* [Exercise instructions] Would you restate, exactly as they appear, the lines from the one containing "Please indicate the white van" through the end of the data below?

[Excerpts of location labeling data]
___
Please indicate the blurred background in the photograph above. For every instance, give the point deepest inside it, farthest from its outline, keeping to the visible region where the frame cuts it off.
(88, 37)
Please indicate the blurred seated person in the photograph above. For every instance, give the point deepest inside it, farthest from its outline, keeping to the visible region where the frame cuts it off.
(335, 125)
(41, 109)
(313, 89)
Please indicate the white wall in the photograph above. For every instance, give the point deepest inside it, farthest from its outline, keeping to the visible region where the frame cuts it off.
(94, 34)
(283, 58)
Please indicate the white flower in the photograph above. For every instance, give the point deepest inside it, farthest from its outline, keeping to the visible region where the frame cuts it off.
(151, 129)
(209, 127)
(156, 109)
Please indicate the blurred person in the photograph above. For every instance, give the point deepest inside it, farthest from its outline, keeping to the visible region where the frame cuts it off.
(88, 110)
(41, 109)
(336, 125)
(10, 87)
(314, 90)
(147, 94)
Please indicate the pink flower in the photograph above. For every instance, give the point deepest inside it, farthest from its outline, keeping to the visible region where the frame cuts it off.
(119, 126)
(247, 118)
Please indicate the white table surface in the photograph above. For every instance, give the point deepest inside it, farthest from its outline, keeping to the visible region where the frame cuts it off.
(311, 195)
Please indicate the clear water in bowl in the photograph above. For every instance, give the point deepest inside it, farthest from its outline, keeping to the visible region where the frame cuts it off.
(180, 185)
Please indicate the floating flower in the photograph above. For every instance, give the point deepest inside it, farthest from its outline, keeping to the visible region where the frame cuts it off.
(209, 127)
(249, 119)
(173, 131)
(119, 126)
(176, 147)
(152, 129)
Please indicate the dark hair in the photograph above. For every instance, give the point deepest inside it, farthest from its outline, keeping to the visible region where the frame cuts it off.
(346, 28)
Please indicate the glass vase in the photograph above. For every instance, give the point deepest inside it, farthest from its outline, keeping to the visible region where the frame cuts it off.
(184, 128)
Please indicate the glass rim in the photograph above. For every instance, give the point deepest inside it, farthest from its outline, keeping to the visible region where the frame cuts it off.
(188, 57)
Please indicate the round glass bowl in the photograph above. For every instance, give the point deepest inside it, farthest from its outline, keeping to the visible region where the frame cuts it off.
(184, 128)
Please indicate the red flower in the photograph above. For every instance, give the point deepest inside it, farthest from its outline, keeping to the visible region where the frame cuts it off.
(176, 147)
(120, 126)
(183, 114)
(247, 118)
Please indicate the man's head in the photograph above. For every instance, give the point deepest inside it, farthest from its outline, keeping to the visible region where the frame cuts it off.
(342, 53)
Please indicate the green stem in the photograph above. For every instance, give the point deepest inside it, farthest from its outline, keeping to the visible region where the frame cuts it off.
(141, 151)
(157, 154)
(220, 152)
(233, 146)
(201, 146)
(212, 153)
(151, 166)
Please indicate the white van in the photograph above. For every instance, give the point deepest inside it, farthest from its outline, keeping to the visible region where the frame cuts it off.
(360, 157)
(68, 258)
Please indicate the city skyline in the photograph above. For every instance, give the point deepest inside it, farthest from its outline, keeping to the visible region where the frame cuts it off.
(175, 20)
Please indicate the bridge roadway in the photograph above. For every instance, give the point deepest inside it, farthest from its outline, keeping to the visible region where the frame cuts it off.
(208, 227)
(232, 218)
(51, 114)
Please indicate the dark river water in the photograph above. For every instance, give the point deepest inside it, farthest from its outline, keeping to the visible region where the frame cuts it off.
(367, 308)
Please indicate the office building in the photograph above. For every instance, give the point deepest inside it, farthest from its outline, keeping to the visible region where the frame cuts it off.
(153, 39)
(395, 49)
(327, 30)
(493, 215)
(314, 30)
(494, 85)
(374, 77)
___
* [Task solution]
Please indicate the white van in the photograph above. For every instance, give the point deepest inside it, farthest from its outline, keeping to the visible region where the frame cuts it off.
(360, 157)
(68, 258)
Please indicate the city skyline in the photograph above. For every instance, give the point deepest inside it, farthest from its outline, keeping to the visible region where the frame cuts it off.
(175, 20)
Please indicate the bridge roadway in the photograph above. For every instance, give the point deepest inside it, farthest from its outline, keeping to the visible region where the frame cuts it off.
(208, 227)
(232, 218)
(51, 114)
Please indicate the dark river water in the photograph above. For every instance, give the point deepest inside it, farthest from its outline, keeping to the visible region where the frame cuts it off.
(367, 308)
Please indicate the office building in the photograph above. For every instance, give the point deepest inside it, farthest from its outline, keeping to the visible region where the frame cuts it off.
(153, 39)
(395, 49)
(327, 30)
(493, 215)
(314, 30)
(494, 85)
(374, 77)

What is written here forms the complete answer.